* [Activity list]:
A - Decide whether each statement agrees with the Aleksandar Biedermann article, answering yes or no and quoting the text's deciding words: (i) Biedermann was born in Mannheim. (ii) Biedermann plays as a goalkeeper. (iii) Biedermann scored 20 goals for Victoria Rosport.
B - Answer these questions from the Aleksandar Biedermann article:
(i) How tall is Biedermann?
(ii) Which team did he play for in 2021?
(iii) What was his nickname from a young age?
C - Transcribe part of the Aleksandar Biedermann article, beginning at the words "Team information" and stopping after "Ludwigshafen / 8 / (3)".

Aleksandar Biedermann

Personal information
- Date of birth: 3 January 1995 (age 30)
- Place of birth: Mannheim, Germany
- Height: 1.85 m (6 ft 1 in)
- Position: Forward

Team information
- Current team: FC Blo-Wäiss Medernach

Senior career*
- Years: Team / Apps / (Gls)
- 2014–2016: SV Sandhausen II / 50 / (12)
- 2016–2017: SC Hauenstein / 31 / (10)
- 2017–2018: Eintracht Trier / 27 / (12)
- 2018–2020: Victoria Rosport / 42 / (20)
- 2020: US Mondorf-les-Bains / 7 / (0)
- 2021: TuS Mechtersheim / 19 / (16)
- 2022: Wormatia Worms / 16 / (4)
- 2022–2023: Arminia Ludwigshafen / 8 / (3)
- 2023–: FC Blo-Wäiss Medernach

= Aleksandar Biedermann =

German footballer (born 1980)

Aleksandar Biedermann (born 3 January 1995) is a German footballer who plays as a forward for FC Blo-Wäiss Medernach.

==Early life==
Biedermann was nicknamed "King Kong" from a young age.

Excerpts from a dataset
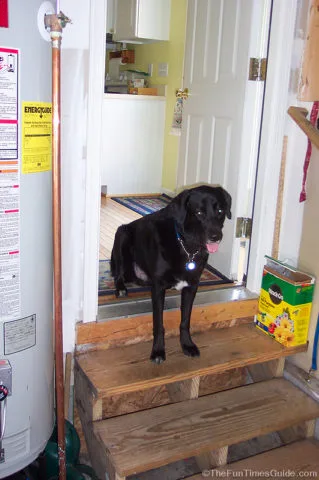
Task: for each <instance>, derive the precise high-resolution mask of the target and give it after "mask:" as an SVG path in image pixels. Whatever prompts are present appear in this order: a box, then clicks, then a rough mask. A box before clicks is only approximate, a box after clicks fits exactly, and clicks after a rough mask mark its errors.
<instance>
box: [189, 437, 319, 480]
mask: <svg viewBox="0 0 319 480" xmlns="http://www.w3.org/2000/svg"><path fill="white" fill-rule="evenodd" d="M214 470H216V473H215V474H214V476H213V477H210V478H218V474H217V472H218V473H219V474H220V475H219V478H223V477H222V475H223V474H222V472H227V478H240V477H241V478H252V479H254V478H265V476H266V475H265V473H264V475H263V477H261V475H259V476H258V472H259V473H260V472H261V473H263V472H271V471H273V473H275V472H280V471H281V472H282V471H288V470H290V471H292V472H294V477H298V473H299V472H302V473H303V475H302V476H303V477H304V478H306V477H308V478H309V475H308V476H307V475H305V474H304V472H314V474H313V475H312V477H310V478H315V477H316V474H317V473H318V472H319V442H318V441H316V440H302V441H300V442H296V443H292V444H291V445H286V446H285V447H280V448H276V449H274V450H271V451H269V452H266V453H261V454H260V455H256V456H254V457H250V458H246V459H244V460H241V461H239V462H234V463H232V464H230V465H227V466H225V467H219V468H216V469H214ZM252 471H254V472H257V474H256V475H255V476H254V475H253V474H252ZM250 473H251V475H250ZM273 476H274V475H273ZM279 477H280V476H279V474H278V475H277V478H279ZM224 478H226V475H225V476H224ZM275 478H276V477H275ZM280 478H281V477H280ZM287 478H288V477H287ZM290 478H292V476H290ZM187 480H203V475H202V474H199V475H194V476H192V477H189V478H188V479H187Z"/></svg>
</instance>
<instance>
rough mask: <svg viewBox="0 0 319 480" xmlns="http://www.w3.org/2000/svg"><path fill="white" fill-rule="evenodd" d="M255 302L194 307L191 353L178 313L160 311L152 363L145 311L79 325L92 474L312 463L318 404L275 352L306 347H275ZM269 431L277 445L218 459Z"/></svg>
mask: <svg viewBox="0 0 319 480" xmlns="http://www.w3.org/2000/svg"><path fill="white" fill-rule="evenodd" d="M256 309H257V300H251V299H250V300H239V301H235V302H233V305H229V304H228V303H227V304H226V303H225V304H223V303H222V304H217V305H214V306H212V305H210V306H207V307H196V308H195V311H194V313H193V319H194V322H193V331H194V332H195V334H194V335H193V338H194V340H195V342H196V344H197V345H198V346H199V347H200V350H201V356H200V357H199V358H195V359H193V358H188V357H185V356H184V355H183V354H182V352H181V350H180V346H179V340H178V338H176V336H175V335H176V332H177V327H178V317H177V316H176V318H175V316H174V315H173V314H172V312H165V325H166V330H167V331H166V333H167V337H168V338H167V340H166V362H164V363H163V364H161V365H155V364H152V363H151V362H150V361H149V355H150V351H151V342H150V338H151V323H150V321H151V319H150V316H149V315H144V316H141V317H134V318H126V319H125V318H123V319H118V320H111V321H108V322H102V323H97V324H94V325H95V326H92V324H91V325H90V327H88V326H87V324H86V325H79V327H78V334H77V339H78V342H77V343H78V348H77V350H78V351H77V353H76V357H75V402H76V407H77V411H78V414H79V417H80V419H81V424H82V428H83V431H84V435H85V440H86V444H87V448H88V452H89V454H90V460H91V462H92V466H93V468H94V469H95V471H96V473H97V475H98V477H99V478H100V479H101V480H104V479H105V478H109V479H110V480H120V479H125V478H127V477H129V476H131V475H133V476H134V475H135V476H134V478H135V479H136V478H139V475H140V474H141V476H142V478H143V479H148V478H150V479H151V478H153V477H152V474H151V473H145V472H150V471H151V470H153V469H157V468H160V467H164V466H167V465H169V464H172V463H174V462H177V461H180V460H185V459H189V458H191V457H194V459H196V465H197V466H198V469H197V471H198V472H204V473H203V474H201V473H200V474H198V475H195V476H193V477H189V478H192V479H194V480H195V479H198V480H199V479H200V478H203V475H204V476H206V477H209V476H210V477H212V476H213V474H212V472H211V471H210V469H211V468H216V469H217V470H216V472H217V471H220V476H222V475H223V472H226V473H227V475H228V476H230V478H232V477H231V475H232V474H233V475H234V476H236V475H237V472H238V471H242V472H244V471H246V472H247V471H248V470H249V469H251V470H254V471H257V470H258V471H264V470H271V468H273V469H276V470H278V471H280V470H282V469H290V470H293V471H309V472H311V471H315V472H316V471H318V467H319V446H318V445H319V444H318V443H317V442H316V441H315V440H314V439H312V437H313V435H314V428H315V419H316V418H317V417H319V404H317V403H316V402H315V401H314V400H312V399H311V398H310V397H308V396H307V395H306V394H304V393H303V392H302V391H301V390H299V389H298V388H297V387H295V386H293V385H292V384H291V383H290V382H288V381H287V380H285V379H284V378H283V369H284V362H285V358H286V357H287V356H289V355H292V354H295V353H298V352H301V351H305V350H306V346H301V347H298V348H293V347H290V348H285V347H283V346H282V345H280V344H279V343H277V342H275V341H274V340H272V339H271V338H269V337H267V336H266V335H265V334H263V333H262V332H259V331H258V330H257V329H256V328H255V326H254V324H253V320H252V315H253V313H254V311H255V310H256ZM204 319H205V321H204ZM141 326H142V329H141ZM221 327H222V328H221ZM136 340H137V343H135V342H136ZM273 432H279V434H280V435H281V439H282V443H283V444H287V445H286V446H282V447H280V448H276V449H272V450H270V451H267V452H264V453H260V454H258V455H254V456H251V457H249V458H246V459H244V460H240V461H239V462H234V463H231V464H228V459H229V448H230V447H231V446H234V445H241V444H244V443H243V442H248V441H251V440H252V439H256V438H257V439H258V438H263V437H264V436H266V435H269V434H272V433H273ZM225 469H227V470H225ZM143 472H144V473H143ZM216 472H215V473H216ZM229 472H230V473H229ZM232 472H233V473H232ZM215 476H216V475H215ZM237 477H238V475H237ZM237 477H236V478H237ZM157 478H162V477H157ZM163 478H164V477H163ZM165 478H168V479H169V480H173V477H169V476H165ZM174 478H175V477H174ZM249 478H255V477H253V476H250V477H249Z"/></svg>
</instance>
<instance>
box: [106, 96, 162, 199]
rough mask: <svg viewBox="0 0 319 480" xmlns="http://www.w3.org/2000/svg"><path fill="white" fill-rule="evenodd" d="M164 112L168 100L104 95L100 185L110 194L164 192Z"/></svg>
* * *
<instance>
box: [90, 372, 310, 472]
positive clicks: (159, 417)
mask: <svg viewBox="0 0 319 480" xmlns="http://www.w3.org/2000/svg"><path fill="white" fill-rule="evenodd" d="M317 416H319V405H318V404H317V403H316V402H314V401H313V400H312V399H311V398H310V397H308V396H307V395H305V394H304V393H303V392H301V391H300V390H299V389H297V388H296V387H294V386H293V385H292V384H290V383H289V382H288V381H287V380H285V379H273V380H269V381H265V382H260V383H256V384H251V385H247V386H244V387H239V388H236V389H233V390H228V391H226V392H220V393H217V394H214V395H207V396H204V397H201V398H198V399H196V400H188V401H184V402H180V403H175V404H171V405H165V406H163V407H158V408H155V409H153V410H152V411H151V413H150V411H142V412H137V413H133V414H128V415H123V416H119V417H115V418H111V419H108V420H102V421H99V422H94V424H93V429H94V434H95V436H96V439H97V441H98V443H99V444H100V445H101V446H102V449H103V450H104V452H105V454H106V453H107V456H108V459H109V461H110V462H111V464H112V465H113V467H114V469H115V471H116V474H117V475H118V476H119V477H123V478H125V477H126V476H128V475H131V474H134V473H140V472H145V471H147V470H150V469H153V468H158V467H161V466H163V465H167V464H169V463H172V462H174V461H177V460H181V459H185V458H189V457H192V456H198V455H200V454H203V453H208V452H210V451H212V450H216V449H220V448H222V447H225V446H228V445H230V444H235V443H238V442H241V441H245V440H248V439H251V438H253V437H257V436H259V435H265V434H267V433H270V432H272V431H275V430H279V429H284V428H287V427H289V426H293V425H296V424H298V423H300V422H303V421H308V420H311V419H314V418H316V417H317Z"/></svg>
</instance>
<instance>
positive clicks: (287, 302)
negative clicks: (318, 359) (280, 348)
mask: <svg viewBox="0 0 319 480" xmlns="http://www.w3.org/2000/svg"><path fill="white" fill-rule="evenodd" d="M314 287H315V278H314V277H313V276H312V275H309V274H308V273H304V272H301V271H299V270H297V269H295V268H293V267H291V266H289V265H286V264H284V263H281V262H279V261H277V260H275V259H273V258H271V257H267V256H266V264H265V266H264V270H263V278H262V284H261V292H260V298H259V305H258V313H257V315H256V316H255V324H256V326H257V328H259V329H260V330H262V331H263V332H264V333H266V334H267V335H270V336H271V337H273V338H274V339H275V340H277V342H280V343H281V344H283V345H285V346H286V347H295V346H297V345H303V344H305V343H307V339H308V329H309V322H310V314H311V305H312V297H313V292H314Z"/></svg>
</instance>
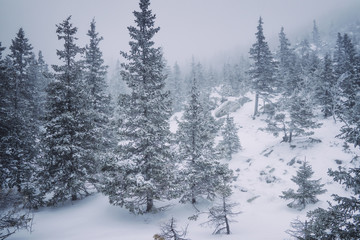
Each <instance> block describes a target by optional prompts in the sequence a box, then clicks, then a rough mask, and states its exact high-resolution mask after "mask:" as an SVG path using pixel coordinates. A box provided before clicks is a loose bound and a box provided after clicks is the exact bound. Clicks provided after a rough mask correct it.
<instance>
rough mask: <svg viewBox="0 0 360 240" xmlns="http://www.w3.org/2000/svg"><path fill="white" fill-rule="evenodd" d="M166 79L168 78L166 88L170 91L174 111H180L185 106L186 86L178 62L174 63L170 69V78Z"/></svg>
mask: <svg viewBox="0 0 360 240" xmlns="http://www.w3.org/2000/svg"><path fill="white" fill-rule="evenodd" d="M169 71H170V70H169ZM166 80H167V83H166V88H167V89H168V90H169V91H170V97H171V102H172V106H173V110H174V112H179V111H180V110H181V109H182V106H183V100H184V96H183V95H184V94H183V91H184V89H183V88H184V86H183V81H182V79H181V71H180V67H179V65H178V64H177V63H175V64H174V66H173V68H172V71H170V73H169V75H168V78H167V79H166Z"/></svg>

* [Solution list]:
A -
(i) Yes: "Place of birth: Mannheim, Germany"
(ii) No: "Position: Forward"
(iii) Yes: "2018–2020: Victoria Rosport / 42 / (20)"

B -
(i) 1.85 m (6 ft 1 in)
(ii) TuS Mechtersheim
(iii) "King Kong"

C -
Team information
- Current team: FC Blo-Wäiss Medernach

Senior career*
- Years: Team / Apps / (Gls)
- 2014–2016: SV Sandhausen II / 50 / (12)
- 2016–2017: SC Hauenstein / 31 / (10)
- 2017–2018: Eintracht Trier / 27 / (12)
- 2018–2020: Victoria Rosport / 42 / (20)
- 2020: US Mondorf-les-Bains / 7 / (0)
- 2021: TuS Mechtersheim / 19 / (16)
- 2022: Wormatia Worms / 16 / (4)
- 2022–2023: Arminia Ludwigshafen / 8 / (3)